### MATERIAL TO PROCESS
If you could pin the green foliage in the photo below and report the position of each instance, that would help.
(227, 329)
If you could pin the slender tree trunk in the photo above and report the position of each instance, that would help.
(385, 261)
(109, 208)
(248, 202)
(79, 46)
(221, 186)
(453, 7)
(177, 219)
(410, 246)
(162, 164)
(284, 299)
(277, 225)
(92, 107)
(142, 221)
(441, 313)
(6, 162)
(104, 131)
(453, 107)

### THE PROBLEM
Nothing in the records above may be left out when you repeat them exactly.

### RESULT
If you could pin the green foliage in the photo below and report the position of each instance, that would help.
(227, 329)
If you could pin the slender tree trunk in the photo above and report the position of each instance, that would help.
(385, 261)
(109, 208)
(248, 202)
(79, 46)
(221, 186)
(453, 7)
(177, 219)
(410, 246)
(162, 164)
(284, 299)
(277, 225)
(92, 107)
(142, 221)
(441, 313)
(6, 162)
(104, 131)
(453, 107)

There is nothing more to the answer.